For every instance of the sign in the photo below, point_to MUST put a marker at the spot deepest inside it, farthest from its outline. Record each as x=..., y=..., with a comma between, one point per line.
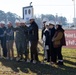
x=27, y=13
x=70, y=36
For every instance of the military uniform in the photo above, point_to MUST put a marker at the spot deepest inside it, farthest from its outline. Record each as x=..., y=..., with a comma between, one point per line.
x=33, y=36
x=3, y=42
x=10, y=41
x=21, y=42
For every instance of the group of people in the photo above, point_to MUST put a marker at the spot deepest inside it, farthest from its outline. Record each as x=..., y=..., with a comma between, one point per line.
x=53, y=40
x=26, y=37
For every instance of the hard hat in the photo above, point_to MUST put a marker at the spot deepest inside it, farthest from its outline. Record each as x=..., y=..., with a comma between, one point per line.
x=2, y=22
x=45, y=19
x=52, y=22
x=17, y=21
x=22, y=21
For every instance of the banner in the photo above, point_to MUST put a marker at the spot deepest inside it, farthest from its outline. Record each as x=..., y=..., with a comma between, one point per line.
x=27, y=12
x=70, y=36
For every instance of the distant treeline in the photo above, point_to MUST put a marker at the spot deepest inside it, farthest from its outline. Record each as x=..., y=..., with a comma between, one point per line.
x=12, y=17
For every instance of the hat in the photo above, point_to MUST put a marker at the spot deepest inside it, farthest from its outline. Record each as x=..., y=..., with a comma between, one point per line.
x=2, y=22
x=47, y=24
x=58, y=23
x=8, y=22
x=45, y=19
x=31, y=18
x=52, y=22
x=17, y=21
x=22, y=21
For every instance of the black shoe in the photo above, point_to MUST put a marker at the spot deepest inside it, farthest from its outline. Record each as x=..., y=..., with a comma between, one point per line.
x=45, y=59
x=31, y=61
x=60, y=63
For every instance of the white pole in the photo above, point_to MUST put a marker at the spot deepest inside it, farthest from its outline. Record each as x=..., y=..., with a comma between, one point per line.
x=74, y=12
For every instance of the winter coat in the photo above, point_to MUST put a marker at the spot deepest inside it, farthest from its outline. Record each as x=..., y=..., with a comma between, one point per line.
x=9, y=34
x=20, y=34
x=33, y=32
x=59, y=39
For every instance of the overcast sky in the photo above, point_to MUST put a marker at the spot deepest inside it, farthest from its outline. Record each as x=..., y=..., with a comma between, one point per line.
x=61, y=7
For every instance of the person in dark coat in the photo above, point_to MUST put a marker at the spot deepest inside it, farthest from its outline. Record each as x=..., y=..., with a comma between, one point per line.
x=10, y=41
x=46, y=42
x=59, y=41
x=3, y=41
x=33, y=37
x=20, y=39
x=43, y=26
x=51, y=34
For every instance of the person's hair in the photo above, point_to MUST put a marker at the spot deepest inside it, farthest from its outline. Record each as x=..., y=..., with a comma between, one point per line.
x=60, y=28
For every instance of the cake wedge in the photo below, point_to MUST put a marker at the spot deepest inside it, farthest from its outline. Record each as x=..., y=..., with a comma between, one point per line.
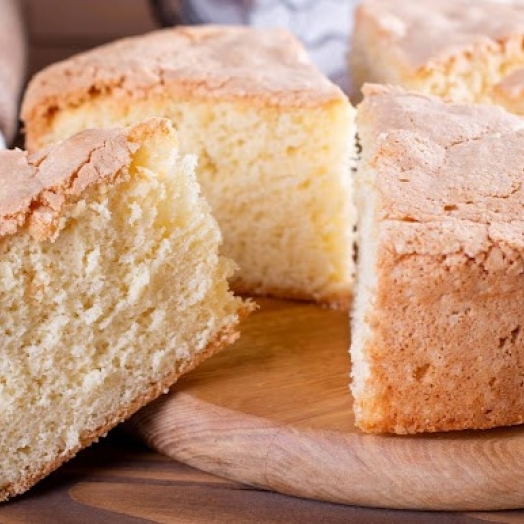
* * * * * * * * *
### [WRITTEN INSTRUCTION]
Identify each line in the material above that contains the word "white", with case counting in the match, and copy those lines.

### [SOLUTION FOR THIS EXERCISE]
For every instance of the white pole in the photo above, point_to MUST put a marker at the spot deepest inside it, farthest from its outline. Record each as x=..., y=..., with a comma between, one point per line.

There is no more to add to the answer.